EXCERPT PROVIDED:

******

The Kitimat River upstream from the waste discharges is used for drinking water, primary-contact recreation and by aquatic life and wildlife. Natural contaminants which fall outside drinking water criteria during freshet are color, turbidity, iron and manganese. These are relatively minor problems and the water is acceptable for drinking after being pumped from riverside infiltration wells, chlorinated and fluoridated. No algal problems have been reported in the river. The low temperature in the Kitimat River would restrict most swimmers to relatively short immersion times. Cobalt, copper, iron, lead and manganese were a little in excess of aquatic life criteria. For the most part, these naturally higher levels occurred during freshets, were likely associated with suspended sediments and were unlikely to have a noticeable effect on the aquatic life.

******

TASK INSTRUCTIONS:
1/ According to the passage on Kitimat River water quality, which natural contaminants fall outside drinking water criteria during freshet?
2/ Continue the passage on Kitimat River water quality, picking up after its final sentence.
The material that follows is separate from the passage on Kitimat River water quality.

******

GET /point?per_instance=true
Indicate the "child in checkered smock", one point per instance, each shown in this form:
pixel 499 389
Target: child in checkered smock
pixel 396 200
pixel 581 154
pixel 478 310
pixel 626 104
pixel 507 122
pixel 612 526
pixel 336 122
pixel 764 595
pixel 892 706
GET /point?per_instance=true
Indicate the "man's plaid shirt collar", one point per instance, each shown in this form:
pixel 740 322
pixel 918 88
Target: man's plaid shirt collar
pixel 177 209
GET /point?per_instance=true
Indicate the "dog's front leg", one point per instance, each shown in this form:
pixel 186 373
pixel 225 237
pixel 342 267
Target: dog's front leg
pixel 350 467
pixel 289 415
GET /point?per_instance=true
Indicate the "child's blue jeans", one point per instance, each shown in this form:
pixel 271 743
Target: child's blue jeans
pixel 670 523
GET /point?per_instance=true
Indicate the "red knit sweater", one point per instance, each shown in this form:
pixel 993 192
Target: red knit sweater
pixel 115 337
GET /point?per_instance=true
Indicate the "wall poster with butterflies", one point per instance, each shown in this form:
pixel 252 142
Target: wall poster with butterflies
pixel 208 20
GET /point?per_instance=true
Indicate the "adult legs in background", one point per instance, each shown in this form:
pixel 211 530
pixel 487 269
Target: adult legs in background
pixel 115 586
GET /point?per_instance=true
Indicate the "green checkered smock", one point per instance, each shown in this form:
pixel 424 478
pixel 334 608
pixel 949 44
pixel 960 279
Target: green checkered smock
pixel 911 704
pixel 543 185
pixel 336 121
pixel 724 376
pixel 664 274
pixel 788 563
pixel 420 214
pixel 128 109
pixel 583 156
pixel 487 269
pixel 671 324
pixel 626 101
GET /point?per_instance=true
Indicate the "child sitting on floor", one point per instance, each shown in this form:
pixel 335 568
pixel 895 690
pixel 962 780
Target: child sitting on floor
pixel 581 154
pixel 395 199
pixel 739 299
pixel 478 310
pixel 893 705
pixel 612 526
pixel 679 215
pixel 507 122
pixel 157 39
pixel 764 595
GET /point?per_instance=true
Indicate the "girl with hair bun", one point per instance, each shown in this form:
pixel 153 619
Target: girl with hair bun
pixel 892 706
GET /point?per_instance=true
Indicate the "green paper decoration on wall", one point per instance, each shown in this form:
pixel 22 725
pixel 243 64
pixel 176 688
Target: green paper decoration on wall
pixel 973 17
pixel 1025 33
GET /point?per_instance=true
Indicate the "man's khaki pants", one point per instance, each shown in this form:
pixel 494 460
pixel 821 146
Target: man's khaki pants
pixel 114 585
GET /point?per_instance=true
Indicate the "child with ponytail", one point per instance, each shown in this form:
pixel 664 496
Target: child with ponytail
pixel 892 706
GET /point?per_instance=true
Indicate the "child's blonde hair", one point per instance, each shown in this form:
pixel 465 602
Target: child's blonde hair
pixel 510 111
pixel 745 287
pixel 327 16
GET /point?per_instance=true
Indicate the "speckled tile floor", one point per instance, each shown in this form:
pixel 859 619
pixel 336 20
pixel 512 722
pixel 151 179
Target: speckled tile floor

******

ANSWERS PROVIDED:
1/ Color, turbidity, iron and manganese.

2/
Aluminum exceeded recreation and aquatic life criteria by an order of magnitude downstream from the discharges; however, aluminum levels upstream from the discharges also frequently exceeded recreation and aquatic life criteria. While this may be a natural situation, there is a recorded aluminum dustfall in Kitimat of up to 0.45 mg/dm2/d. Background levels in the Kitimat area are recorded as 0.02 to 0.03 mg/dm2/d. The Alcan Smelter may be responsible for some of the aluminum in the lower Kitimat River due both to direct deposition and to surface runoff from the drainage basin.

The reach of the Kitimat River downstream from the waste discharges used for secondary-contact recreation and by aquatic life and wildlife. Water quality is affected primarily by the District of Kitimat sewage treatment plant (PE 256) and the Eurocan Pulp and Paper Mill (PE 292). The major contaminant measured in this reach of the river is color which exceeded recreation criteria. The other major contaminants in the effluent streams were not measured in the river, but their concentrations have been estimated from effluent loadings and river flows. These include BOD5, suspended solids, tannins and lignins and sulphide. The suspended solids may have exceeded the aquatic life criterion of no more than 10 mg/L over background outside the initial dilution zone and after complete mixing with the entire streamflow.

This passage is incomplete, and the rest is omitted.